Referring expression data:
--- START ---
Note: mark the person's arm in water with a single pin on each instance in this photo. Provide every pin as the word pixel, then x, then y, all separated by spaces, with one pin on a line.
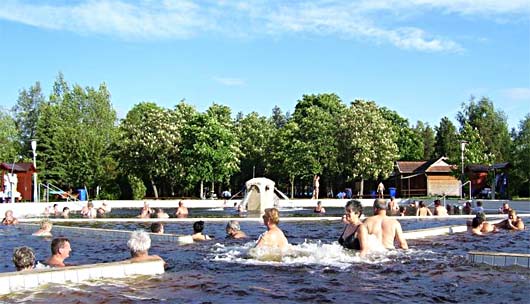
pixel 518 226
pixel 400 237
pixel 362 235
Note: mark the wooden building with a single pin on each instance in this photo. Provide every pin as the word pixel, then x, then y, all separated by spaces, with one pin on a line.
pixel 24 176
pixel 425 178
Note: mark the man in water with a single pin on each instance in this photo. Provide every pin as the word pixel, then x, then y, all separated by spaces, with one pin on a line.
pixel 385 228
pixel 273 237
pixel 513 222
pixel 60 251
pixel 181 210
pixel 439 210
pixel 139 245
pixel 233 231
pixel 157 228
pixel 319 208
pixel 380 190
pixel 24 258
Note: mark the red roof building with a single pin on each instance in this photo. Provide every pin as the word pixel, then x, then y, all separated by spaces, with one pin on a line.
pixel 422 178
pixel 24 185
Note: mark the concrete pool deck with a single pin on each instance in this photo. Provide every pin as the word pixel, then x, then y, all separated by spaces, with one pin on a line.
pixel 21 210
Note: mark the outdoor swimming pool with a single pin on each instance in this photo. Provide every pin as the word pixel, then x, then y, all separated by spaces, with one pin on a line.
pixel 435 270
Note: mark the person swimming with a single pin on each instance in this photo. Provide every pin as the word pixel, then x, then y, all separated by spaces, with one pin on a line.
pixel 273 237
pixel 45 229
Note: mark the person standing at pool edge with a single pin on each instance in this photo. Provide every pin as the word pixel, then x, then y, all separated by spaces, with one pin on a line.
pixel 385 228
pixel 60 251
pixel 380 190
pixel 273 237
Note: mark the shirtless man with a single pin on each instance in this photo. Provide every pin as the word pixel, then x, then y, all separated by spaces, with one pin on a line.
pixel 139 244
pixel 319 208
pixel 9 219
pixel 273 237
pixel 60 251
pixel 513 222
pixel 439 210
pixel 385 228
pixel 181 210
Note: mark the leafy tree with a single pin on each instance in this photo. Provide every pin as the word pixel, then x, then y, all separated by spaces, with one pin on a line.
pixel 521 157
pixel 475 151
pixel 278 118
pixel 26 113
pixel 447 142
pixel 409 143
pixel 491 124
pixel 289 155
pixel 76 129
pixel 9 138
pixel 210 149
pixel 367 141
pixel 149 143
pixel 254 134
pixel 426 133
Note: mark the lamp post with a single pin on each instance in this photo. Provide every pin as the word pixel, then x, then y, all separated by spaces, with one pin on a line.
pixel 463 144
pixel 12 180
pixel 35 193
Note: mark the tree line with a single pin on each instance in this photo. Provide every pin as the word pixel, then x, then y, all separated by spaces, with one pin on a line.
pixel 179 151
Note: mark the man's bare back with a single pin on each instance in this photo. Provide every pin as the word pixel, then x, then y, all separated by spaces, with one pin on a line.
pixel 385 228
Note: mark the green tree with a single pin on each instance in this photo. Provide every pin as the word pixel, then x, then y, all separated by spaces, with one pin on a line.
pixel 409 143
pixel 149 143
pixel 521 158
pixel 254 134
pixel 9 138
pixel 491 124
pixel 475 151
pixel 447 142
pixel 368 142
pixel 210 149
pixel 26 112
pixel 426 133
pixel 76 130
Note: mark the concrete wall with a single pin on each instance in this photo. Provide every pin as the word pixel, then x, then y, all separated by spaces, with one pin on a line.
pixel 15 281
pixel 500 258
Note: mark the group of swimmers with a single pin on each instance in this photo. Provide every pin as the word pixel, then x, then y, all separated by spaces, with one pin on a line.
pixel 376 233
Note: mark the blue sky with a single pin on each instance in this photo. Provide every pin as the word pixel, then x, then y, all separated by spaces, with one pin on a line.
pixel 421 58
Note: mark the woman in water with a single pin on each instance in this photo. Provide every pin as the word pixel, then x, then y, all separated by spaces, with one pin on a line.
pixel 355 235
pixel 273 237
pixel 423 210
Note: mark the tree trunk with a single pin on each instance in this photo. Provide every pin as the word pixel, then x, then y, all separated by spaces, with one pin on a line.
pixel 292 186
pixel 362 187
pixel 155 190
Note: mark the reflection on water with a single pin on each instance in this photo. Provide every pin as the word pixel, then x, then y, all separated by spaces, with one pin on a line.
pixel 435 270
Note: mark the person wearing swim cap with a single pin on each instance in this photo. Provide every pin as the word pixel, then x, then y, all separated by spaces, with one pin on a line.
pixel 385 228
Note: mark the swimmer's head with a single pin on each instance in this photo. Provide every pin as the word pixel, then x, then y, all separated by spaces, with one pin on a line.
pixel 198 226
pixel 23 258
pixel 477 221
pixel 233 225
pixel 139 242
pixel 272 215
pixel 354 206
pixel 380 203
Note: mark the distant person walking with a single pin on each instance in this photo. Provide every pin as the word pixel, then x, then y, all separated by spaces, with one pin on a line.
pixel 316 186
pixel 380 190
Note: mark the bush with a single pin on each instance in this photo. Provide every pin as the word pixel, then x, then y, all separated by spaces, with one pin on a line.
pixel 137 186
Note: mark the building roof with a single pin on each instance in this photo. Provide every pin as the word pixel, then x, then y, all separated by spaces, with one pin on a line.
pixel 18 167
pixel 487 168
pixel 429 166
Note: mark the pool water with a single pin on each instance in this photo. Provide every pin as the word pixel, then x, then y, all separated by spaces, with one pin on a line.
pixel 435 270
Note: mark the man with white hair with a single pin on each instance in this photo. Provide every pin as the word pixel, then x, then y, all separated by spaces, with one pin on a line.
pixel 139 244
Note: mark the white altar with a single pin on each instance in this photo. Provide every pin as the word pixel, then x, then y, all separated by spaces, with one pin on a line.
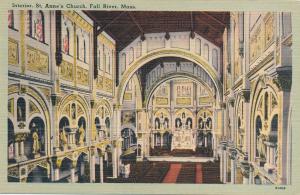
--- END ---
▸ **Task**
Return the entries above exactly as they appear. Pictures should not be copied.

▸ **Answer box**
Note: mark the person's arm in water with a single pin on each instance in this photo. Provide every pin as the word pixel, then x, then y, all separated by spaces, with one pin on a line.
pixel 518 226
pixel 400 237
pixel 362 235
Note: mark the wooden building with a single pin on each instance in this photo. Provide every pin as the word pixel, then x, then y, all separated by spaces, with one pin on a line.
pixel 24 176
pixel 425 178
Note: mark the man in water with a single pin on each instance in this photo. Provide every pin as the word pixel, then x, then y, all separated by spaces, with one pin on a line.
pixel 385 228
pixel 273 237
pixel 513 222
pixel 60 251
pixel 181 210
pixel 439 210
pixel 139 245
pixel 233 231
pixel 157 228
pixel 319 208
pixel 380 190
pixel 24 258
Note: mark the red roof building with a single pin on each instance in this photo. Provide every pin as the word pixel, then x, then y, all separated by spaces, with one pin on a line.
pixel 422 178
pixel 24 185
Note: mark the concrete pool deck with a single pin on each instance in this photo. Provide every pin as the word pixel, then x, then y, all separated by spaces, with one pin on a line.
pixel 21 210
Note: mark the outdoor swimming pool with a single pin on each instance in this photo. Provide every pin as the word pixel, then x, then y, all separated by spaces, with one pin on a line.
pixel 435 270
Note: mark the person swimming with a single pin on each instance in this photo. Provide every pin as the word pixel, then x, then y, all separated by spaces, with one pin on a line.
pixel 273 237
pixel 45 229
Note: mark the person standing at pool edge with a single pin on each instance in this photo. Provide every pin as the word pixel, then x, then y, all separated by spaces, with one pin on a line.
pixel 385 228
pixel 60 251
pixel 380 190
pixel 273 237
Note: mark the shirtless man with a single pin on each instance in this photo. Provide every pin as the word pixel, then x, then y, all separated by spaces, with one pin on a line.
pixel 139 244
pixel 319 208
pixel 9 219
pixel 273 237
pixel 60 251
pixel 513 222
pixel 439 210
pixel 385 228
pixel 181 210
Note: mark the leafy tree with a single pin on each instance in this photo. Provide every pin as the word pixel, then x, then y, all separated by spaces, with one pin on a line.
pixel 521 157
pixel 475 151
pixel 278 118
pixel 26 113
pixel 447 142
pixel 409 143
pixel 491 124
pixel 289 155
pixel 76 129
pixel 9 138
pixel 210 149
pixel 367 141
pixel 149 143
pixel 254 134
pixel 426 133
Note: mark the lamp post with a single pin on each instance in this photo. Provide every pin as the word pixel, then x, then y, all separated by spaces, with one pin on a line.
pixel 463 144
pixel 12 180
pixel 35 193
Note: mark the tree line with a single pin on each instance in this photo. Provide every pin as the word pixel, then x, then y, all separated by spaces, with one pin on a line.
pixel 179 151
Note: mark the man's bare back with a single pin on each instance in this photo. Provide every pin as the word pixel, then x, then y, all separated by spaces, with one pin on a line.
pixel 385 228
Note: mark the green tree with a single pin on each instance in this photo. Provide every pin as the word pixel, then x, then y, all separated by spaces, with one pin on a line.
pixel 409 143
pixel 149 143
pixel 521 158
pixel 254 134
pixel 9 138
pixel 491 124
pixel 475 151
pixel 447 142
pixel 368 142
pixel 210 149
pixel 26 112
pixel 426 133
pixel 76 130
Note: mark the concrete wall with a single pin on each instance in this photo. Provide every pin as the word pixel, then x, then y, all separated by spaces, with one pin on a line.
pixel 15 281
pixel 500 258
Note: mark the group of swimmers with a single pin on each instance in this photo. Provide every pin as the word pixel, then x, then y, all separated by spaces, with one pin on a line.
pixel 376 233
Note: mark the blue sky with a single pin on each instance in this photo. Provide every pin as the word pixel, then x, then y, all separated by spaces, with one pin on a line.
pixel 421 58
Note: mark the woman in water with a single pin on each instance in this photo. Provide every pin as the word pixel, then x, then y, all separated by spaces, with one pin on a line.
pixel 355 235
pixel 273 237
pixel 423 210
Note: mark the tree trunk with a single pin on each instance in this photo. Provide every pin as the word pixel, then x, then y, all separated by spaces, with one pin on a line.
pixel 292 186
pixel 362 187
pixel 155 190
Note: mark the reflection on water with a single pin on each instance in this photo. Provide every pin as the word pixel, then x, then y, all separated by spaces, with one pin on a line.
pixel 435 270
Note: mark the person wearing swim cap with a single pin on each instance in this photo. Provide every pin as the word pixel, then x, then y, all separated by spaces, with one pin on a line.
pixel 385 228
Note: mark the swimmer's head with a single pin on each instance in this photo. Provide every pin as the word pixel, then x, then y, all separated by spaces, with one pin on a line.
pixel 198 226
pixel 23 258
pixel 477 221
pixel 233 225
pixel 139 242
pixel 272 215
pixel 354 206
pixel 380 203
Note: mark the distant person walking with a single pin on each instance in this photo. Provide every pin as the word pixel, then x, then y, all separated by spaces, with one pin on a line.
pixel 316 186
pixel 380 190
Note: mark the bush with a single pin on each instance in this photo. Provide every pin as the word pixel, then x, then y, all separated by spaces, with one pin on a line.
pixel 137 186
Note: mark the building roof with a single pin on each instance in this photo. Provide every pin as the word pixel, then x, then y, all separated by spaces, with one pin on a line.
pixel 18 167
pixel 487 168
pixel 429 166
Note: mark the pool water with a single pin on each instance in this photo. Provide every pin as the word pixel, then x, then y, all separated by spaces, with one pin on a line.
pixel 435 270
Note: mark the man with white hair with a single pin on each instance in this photo. Provide every pin as the word pixel, then x, then y, all separated by spaces, with one pin on a line.
pixel 139 244
Note: mark the white altar with a single pin on each instance in this photo. Provide every pin as the word pixel, then x, then y, all separated by spaces, with one pin on a line.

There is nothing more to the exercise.